▶ _ACTIVITY LIST_
• 1. In the passage on pundit accountability, who introduced the concept of "pundit accountability"?
• 2. Reproduce the part of the passage on pundit accountability that starts at "We journalists commit" and ends at "analysis, which don’t.".

The problem isn’t that people make mistakes; it’s that so few are willing to admit it.

Many experts instead post aggrandizing praise of themselves on social media. They claim that each new development — be it on Covid, the economy, politics or foreign affairs — justifies what they’ve been saying all along. They don’t grapple with the weak points in their arguments and hope nobody notices their past incorrect predictions.

We journalists commit the same sins. More than a decade ago, in an effort to do better, David Weigel of Slate (and now of The Washington Post) introduced a concept he called “pundit accountability.” It describes articles in which journalists highlight their own mistakes — and not small factual errors, which often get corrected, but errors of analysis, which don’t.

Today’s newsletter is my annual attempt at pundit accountability. Below, I’ll link to other writers who have written similar articles in recent weeks.

[Items stored from a collection]

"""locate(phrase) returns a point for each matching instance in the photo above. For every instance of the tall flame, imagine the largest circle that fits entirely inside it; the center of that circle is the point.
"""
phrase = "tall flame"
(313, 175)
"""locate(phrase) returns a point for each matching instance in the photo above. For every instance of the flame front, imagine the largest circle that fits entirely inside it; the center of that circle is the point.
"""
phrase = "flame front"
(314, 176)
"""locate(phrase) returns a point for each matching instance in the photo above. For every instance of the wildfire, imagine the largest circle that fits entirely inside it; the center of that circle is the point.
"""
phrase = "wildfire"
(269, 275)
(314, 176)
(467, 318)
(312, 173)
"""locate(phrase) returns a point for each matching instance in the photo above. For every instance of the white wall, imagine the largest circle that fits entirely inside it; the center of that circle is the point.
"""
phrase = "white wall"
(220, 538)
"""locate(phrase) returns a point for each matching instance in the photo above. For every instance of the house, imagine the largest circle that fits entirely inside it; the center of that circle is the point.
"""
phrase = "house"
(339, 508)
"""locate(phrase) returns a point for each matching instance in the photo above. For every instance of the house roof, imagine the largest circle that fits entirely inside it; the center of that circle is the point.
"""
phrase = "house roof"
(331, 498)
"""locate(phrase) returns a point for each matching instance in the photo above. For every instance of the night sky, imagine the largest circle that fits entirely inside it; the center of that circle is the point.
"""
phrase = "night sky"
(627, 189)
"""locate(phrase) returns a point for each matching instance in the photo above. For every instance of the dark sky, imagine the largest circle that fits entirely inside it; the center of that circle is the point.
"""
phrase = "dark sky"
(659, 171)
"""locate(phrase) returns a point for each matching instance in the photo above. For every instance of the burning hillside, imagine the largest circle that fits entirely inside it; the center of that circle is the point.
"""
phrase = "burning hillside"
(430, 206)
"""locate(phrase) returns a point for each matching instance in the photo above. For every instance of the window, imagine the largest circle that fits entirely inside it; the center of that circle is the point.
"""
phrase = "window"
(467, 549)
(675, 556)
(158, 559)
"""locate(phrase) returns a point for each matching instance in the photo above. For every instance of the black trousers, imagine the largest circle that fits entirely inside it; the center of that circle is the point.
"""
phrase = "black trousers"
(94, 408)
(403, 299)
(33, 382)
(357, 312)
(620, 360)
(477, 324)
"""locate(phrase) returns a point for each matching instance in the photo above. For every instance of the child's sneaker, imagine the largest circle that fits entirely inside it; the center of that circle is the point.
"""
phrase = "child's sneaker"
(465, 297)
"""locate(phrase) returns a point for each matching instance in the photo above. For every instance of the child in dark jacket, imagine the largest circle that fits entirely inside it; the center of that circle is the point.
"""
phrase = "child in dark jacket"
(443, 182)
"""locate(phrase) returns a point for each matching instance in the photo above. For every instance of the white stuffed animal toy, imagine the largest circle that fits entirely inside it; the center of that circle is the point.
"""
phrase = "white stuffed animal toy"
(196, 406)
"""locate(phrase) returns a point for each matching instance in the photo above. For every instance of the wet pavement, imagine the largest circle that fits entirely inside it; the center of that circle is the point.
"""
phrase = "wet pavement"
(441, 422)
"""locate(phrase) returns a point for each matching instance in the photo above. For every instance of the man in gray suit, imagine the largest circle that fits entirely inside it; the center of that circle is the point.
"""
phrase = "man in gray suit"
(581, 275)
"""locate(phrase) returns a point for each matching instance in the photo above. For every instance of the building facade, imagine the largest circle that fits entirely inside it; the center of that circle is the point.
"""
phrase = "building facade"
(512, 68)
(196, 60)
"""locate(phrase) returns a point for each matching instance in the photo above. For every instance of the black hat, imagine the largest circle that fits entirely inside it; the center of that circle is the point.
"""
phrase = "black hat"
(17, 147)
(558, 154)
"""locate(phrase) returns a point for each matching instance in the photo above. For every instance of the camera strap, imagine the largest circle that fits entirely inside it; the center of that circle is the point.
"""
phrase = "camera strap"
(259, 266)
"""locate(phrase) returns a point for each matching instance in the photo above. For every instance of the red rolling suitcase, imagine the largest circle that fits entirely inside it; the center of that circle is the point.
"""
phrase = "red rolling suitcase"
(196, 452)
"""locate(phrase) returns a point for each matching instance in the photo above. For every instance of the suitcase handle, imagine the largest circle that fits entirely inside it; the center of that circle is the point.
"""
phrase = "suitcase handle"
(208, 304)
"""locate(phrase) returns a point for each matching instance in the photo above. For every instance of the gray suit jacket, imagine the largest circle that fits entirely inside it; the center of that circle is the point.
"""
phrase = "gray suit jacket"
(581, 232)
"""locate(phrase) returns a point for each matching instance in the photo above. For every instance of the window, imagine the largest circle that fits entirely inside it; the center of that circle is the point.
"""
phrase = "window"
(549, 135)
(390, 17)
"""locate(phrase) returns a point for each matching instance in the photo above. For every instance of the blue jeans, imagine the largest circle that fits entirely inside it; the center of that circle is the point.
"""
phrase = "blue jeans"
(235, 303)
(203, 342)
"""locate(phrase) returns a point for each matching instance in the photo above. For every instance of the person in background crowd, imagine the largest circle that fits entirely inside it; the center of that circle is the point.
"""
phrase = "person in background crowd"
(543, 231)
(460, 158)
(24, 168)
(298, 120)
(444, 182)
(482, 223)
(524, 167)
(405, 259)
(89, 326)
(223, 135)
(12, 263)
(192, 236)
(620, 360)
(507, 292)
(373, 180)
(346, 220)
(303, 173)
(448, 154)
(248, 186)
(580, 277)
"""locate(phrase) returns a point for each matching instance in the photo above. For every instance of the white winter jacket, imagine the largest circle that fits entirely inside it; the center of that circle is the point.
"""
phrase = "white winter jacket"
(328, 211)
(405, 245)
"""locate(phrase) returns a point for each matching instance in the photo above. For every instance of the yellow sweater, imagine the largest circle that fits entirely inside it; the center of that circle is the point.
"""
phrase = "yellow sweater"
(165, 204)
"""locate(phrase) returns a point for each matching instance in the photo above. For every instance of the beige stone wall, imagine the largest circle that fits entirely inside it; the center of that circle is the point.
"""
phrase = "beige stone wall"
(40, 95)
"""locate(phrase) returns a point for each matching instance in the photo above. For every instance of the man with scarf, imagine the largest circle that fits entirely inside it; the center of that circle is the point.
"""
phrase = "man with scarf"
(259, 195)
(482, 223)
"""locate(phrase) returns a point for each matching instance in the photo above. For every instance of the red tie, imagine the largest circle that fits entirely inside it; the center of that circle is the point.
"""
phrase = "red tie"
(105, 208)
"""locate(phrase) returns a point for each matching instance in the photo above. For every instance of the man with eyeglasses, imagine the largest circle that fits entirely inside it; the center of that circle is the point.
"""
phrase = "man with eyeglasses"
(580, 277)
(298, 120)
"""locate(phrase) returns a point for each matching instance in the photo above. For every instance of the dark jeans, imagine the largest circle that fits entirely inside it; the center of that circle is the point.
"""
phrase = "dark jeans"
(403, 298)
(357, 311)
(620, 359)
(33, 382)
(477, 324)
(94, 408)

▶ _ANSWERS BELOW_
• 1. David Weigel of Slate, now of The Washington Post, introduced it.

• 2.
We journalists commit the same sins. More than a decade ago, in an effort to do better, David Weigel of Slate (and now of The Washington Post) introduced a concept he called “pundit accountability.” It describes articles in which journalists highlight their own mistakes — and not small factual errors, which often get corrected, but errors of analysis, which don’t.